» **Direction**
Could you copy the data below line for line, with no changes at all?

-- Recorded information start --

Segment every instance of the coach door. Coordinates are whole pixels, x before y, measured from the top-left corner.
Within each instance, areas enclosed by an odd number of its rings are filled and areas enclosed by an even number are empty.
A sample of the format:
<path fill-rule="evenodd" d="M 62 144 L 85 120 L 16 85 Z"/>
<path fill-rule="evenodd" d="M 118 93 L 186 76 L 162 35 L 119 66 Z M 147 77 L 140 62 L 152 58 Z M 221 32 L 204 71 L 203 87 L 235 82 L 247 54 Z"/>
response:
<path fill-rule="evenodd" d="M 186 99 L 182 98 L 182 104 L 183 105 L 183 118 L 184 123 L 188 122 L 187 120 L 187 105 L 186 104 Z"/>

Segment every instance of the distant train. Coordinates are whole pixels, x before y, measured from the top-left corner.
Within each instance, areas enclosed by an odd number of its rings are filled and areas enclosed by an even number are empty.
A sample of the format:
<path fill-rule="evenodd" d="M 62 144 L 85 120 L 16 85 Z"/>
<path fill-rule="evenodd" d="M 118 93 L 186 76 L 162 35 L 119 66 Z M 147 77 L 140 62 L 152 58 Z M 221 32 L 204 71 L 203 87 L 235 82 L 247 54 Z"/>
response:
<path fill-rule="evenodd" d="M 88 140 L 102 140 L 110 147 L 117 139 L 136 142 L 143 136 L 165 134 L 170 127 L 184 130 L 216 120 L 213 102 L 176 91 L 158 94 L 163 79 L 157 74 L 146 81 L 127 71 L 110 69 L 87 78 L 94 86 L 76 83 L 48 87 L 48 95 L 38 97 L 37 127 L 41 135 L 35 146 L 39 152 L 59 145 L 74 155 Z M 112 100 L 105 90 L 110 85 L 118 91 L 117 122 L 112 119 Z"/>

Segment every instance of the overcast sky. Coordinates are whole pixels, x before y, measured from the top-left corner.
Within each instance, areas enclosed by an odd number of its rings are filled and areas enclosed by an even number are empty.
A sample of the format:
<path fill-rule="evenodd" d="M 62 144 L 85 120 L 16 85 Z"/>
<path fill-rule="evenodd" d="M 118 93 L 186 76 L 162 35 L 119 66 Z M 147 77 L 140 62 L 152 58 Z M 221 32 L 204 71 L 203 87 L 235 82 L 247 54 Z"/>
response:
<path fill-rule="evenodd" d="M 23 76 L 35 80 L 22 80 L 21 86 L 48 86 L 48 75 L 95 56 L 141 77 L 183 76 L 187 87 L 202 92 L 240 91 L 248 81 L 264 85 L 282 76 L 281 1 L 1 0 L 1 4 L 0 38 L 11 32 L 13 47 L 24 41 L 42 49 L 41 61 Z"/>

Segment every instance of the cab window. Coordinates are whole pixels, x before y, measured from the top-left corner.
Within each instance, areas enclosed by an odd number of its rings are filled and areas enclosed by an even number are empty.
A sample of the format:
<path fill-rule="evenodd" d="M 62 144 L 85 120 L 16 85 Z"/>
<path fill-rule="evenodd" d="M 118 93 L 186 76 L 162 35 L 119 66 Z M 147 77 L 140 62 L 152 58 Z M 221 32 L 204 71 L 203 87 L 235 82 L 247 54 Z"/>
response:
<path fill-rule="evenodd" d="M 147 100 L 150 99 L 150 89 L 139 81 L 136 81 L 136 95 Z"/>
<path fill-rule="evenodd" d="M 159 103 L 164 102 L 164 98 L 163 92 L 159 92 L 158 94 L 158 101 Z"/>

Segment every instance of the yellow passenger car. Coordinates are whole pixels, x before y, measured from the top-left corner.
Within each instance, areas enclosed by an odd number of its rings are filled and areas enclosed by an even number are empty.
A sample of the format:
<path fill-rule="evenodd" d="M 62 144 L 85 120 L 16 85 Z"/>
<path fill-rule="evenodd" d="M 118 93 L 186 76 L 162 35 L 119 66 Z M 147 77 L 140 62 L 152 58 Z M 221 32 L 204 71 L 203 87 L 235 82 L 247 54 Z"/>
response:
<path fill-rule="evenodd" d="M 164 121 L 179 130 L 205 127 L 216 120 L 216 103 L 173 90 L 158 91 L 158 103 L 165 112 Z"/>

-- Recorded information end --

» **The result**
Segment every instance of the coach door. Coordinates are whole pixels, x before y, measured from the top-left corner.
Within each instance, areas enclosed by an odd number of its rings are filled and areas enclosed by an even number are empty.
A sample of the format:
<path fill-rule="evenodd" d="M 62 144 L 85 120 L 16 85 Z"/>
<path fill-rule="evenodd" d="M 118 93 L 186 76 L 162 35 L 119 66 Z M 147 77 L 140 62 L 152 58 Z M 221 32 L 204 71 L 203 87 L 235 82 L 247 54 Z"/>
response:
<path fill-rule="evenodd" d="M 186 99 L 182 98 L 182 104 L 183 105 L 183 118 L 184 123 L 188 122 L 187 120 L 187 105 L 186 104 Z"/>

Segment every instance of the distant train. Coordinates are whole pixels, x before y, measured from the top-left corner.
Within each instance, areas enclosed by an odd number of its rings are filled and areas enclosed by an even number are empty.
A sample of the format:
<path fill-rule="evenodd" d="M 62 144 L 85 120 L 16 85 Z"/>
<path fill-rule="evenodd" d="M 118 93 L 186 76 L 162 35 L 119 66 Z M 147 77 L 140 62 L 152 58 Z M 221 32 L 204 71 L 203 87 L 235 82 L 247 54 Z"/>
response:
<path fill-rule="evenodd" d="M 88 140 L 102 140 L 110 147 L 117 139 L 136 142 L 143 136 L 165 134 L 170 127 L 184 130 L 216 120 L 213 102 L 176 91 L 158 94 L 163 79 L 157 74 L 146 81 L 127 71 L 110 69 L 87 78 L 94 86 L 76 83 L 48 87 L 48 95 L 38 97 L 37 127 L 41 135 L 35 146 L 39 152 L 59 145 L 74 155 Z M 112 100 L 105 90 L 110 85 L 118 91 L 117 122 L 112 119 Z"/>

Segment every instance of the overcast sky. Coordinates are whole pixels, x before y, measured from the top-left corner.
Within each instance, areas enclosed by an odd number of its rings are filled and areas enclosed by an even number are empty.
A sample of the format:
<path fill-rule="evenodd" d="M 62 144 L 85 120 L 16 85 Z"/>
<path fill-rule="evenodd" d="M 118 93 L 186 76 L 162 35 L 119 66 Z M 147 77 L 140 62 L 152 58 Z M 221 32 L 204 71 L 203 87 L 235 82 L 247 54 Z"/>
response:
<path fill-rule="evenodd" d="M 23 76 L 35 80 L 22 80 L 21 86 L 48 86 L 48 75 L 95 56 L 141 77 L 183 76 L 187 87 L 202 92 L 240 91 L 248 81 L 264 85 L 282 76 L 281 1 L 1 0 L 1 4 L 0 38 L 11 32 L 13 47 L 24 41 L 42 49 L 41 61 Z"/>

Segment every instance of the cab window. Coordinates are whole pixels, x before y, measured from the top-left corner.
Within each instance, areas enclosed by an odd number of its rings are filled and areas enclosed by an even number are empty.
A sample of the format:
<path fill-rule="evenodd" d="M 62 144 L 85 120 L 16 85 Z"/>
<path fill-rule="evenodd" d="M 118 93 L 186 76 L 162 35 L 119 66 Z M 147 77 L 140 62 L 152 58 Z M 221 32 L 204 71 L 203 87 L 235 82 L 247 54 Z"/>
response:
<path fill-rule="evenodd" d="M 147 100 L 150 99 L 150 89 L 139 81 L 136 81 L 136 95 Z"/>
<path fill-rule="evenodd" d="M 159 103 L 164 102 L 164 98 L 163 92 L 159 92 L 158 94 L 158 101 Z"/>

Segment every instance of the yellow passenger car. Coordinates are whole pixels, x before y, measured from the top-left corner.
Within each instance, areas enclosed by an odd number of its rings are filled and areas enclosed by an even number are empty.
A sample of the format:
<path fill-rule="evenodd" d="M 62 144 L 85 120 L 16 85 Z"/>
<path fill-rule="evenodd" d="M 118 93 L 186 76 L 162 35 L 119 66 Z M 147 77 L 140 62 L 152 58 Z M 221 32 L 204 71 L 203 87 L 235 82 L 247 54 Z"/>
response:
<path fill-rule="evenodd" d="M 164 121 L 179 130 L 205 127 L 216 120 L 216 103 L 173 90 L 158 91 L 158 103 L 165 112 Z"/>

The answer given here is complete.